Find "# test: mark the log" in the material below, then copy that line and every subsequent line to the end, exactly.

** begin Supplied information **

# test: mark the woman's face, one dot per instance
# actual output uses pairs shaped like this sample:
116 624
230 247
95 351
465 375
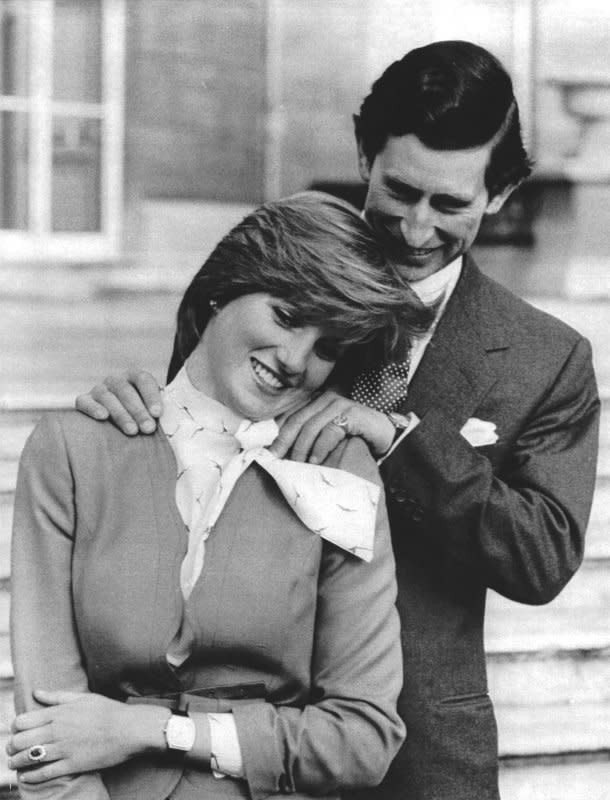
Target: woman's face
256 357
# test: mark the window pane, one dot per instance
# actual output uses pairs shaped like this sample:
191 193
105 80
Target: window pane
77 50
76 174
14 47
13 170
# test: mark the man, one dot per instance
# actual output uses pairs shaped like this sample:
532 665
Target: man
490 475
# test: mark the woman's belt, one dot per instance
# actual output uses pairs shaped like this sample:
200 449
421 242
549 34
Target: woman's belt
214 699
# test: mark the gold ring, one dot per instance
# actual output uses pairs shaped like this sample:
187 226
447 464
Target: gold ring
341 421
37 753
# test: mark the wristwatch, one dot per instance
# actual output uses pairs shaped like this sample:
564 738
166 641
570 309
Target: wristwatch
401 422
180 733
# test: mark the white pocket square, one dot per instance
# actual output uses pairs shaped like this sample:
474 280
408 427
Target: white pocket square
479 432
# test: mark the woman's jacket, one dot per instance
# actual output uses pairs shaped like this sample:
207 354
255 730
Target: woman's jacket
298 638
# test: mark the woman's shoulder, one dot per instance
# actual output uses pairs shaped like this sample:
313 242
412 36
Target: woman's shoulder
78 435
353 455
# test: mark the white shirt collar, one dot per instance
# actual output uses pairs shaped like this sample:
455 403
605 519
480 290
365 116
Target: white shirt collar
440 283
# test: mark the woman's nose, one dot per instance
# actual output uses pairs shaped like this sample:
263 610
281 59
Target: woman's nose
298 348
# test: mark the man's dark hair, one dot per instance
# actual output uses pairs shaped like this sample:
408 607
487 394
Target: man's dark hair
452 95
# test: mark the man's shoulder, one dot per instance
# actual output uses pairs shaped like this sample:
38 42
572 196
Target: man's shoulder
501 308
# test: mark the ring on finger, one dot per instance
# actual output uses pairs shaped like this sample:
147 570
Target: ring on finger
37 753
341 421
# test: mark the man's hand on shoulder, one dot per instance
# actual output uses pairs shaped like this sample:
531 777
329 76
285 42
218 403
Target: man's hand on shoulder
312 432
131 400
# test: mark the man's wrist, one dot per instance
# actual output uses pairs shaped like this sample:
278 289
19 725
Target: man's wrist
403 425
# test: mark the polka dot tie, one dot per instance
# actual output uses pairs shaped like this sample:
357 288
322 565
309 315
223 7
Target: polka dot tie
383 389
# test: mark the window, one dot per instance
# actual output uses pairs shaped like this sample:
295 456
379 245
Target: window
61 127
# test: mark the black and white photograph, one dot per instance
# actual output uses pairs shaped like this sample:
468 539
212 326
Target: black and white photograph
304 399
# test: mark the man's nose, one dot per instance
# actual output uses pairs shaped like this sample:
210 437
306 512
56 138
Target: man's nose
417 225
297 348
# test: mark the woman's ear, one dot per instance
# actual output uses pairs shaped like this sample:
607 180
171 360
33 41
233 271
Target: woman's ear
363 163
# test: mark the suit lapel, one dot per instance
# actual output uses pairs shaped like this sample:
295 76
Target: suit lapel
455 373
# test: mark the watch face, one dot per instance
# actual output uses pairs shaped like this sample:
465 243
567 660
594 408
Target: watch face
400 421
180 733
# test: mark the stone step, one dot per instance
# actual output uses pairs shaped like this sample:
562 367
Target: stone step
550 729
576 778
550 677
576 619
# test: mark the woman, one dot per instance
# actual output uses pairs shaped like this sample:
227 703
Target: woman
187 606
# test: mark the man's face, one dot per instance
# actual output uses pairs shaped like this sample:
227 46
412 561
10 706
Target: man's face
426 205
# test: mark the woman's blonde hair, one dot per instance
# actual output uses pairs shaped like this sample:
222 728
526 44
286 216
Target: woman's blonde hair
315 253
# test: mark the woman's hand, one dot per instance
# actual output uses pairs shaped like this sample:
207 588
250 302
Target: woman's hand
81 732
132 400
310 433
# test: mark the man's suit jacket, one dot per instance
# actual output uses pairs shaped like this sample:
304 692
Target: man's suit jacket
510 516
305 633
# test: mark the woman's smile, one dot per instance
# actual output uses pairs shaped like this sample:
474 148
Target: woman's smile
258 360
268 377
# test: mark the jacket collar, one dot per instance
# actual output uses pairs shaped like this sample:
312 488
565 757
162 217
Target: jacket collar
455 373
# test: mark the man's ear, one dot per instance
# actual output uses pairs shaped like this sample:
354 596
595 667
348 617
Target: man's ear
498 200
363 163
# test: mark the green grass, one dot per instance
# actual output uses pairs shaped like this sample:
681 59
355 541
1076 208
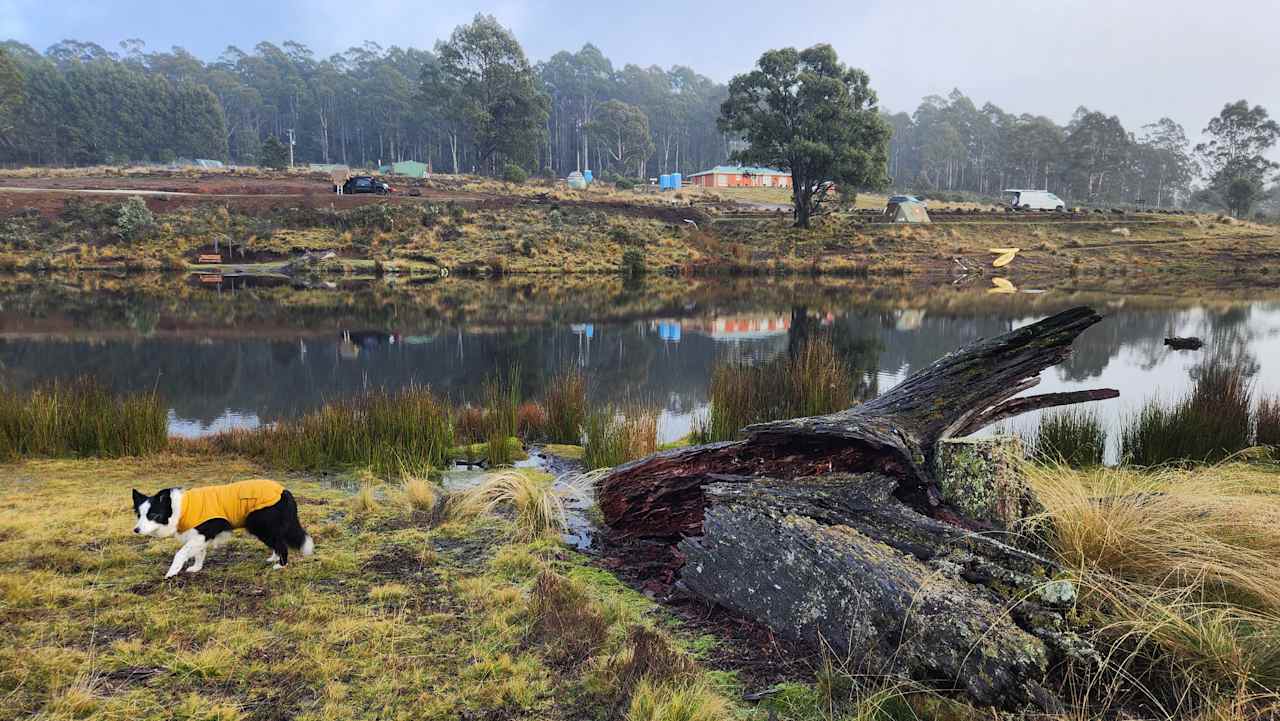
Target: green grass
812 380
616 436
1074 437
388 432
1208 424
81 418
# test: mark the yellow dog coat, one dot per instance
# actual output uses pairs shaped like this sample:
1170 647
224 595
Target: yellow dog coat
234 502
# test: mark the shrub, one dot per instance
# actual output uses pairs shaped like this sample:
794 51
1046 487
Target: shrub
1074 437
81 418
133 220
513 173
1208 424
615 437
392 433
566 406
812 380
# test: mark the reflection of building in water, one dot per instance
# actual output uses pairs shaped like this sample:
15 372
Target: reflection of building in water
584 332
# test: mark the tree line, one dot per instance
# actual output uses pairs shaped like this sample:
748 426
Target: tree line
474 103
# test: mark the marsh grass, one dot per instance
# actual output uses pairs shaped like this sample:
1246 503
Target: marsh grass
1206 425
539 510
388 432
1178 569
616 436
566 406
81 418
812 380
1074 437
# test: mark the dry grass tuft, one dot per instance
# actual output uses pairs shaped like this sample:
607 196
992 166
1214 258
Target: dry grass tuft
539 509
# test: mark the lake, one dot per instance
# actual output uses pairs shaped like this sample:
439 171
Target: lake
247 352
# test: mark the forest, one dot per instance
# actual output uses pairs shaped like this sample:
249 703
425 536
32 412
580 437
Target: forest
476 104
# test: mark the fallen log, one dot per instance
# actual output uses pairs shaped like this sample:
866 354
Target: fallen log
833 529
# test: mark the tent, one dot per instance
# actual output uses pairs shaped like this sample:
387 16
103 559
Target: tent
908 213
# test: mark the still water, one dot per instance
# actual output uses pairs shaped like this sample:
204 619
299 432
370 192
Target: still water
242 356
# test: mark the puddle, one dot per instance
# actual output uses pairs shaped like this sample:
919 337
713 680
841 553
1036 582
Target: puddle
579 497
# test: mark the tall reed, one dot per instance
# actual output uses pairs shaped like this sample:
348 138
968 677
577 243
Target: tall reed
1074 437
566 406
813 379
391 433
81 418
1206 425
616 436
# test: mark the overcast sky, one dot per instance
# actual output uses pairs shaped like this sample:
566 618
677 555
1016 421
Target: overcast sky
1139 59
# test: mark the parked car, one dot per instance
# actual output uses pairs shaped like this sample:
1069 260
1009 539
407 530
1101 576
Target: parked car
1034 200
356 185
906 199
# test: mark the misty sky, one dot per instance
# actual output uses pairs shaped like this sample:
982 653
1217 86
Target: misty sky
1137 59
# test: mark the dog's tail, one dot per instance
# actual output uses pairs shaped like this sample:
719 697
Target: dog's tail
293 533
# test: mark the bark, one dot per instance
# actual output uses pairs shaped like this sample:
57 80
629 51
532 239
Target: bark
833 529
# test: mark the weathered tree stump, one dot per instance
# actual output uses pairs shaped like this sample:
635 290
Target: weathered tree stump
836 529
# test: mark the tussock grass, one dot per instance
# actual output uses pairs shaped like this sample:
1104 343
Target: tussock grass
566 406
812 380
1208 424
388 432
617 436
1074 437
1179 570
81 418
538 507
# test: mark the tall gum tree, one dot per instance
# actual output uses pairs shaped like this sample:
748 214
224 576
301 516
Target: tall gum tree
805 112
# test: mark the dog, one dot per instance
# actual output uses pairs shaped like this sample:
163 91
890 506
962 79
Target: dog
205 518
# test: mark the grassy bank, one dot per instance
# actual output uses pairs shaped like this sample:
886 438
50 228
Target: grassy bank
481 227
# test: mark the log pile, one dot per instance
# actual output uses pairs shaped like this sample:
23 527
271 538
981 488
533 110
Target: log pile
836 530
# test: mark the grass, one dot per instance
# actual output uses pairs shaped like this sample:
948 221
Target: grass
391 619
616 436
812 380
566 406
1074 437
1176 570
1208 424
81 418
388 432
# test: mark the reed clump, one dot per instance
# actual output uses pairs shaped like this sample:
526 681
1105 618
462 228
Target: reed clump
813 379
388 432
616 436
81 418
566 406
1212 421
1074 437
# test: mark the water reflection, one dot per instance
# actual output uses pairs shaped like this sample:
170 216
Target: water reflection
268 357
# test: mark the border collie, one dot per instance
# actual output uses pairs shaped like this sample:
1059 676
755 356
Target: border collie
205 518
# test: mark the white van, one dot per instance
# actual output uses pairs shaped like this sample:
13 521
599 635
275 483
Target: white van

** end Supplied information **

[Reply]
# test: mark the log pile, one dot per instance
# actual output uses pairs shaped like this sample:
23 527
271 538
981 488
533 110
Target: log pile
836 530
# test: mark the grass, one dot per instance
# actual output uses pairs shaped like this sample:
948 221
Target: grass
391 619
616 436
812 380
566 406
1074 437
1176 570
1208 424
81 418
388 432
# test: mark the reed clump, one dot per instance
# actual output uses pairs shaped like this sample:
526 681
1105 618
462 228
Target: reed clump
813 379
388 432
616 436
81 418
566 406
1212 421
1074 437
# test: mark the water reflection, one dot per instance
# actual output uses pairs shaped like this sample:
170 216
Target: water reflection
268 357
# test: mark the border collie, one dot per instance
# actual output uses pairs shaped like this sample:
1059 676
755 356
Target: border collie
205 518
# test: mark the white van, one dot per instance
# actual output uses pairs shaped like this sample:
13 521
599 635
275 483
Target: white van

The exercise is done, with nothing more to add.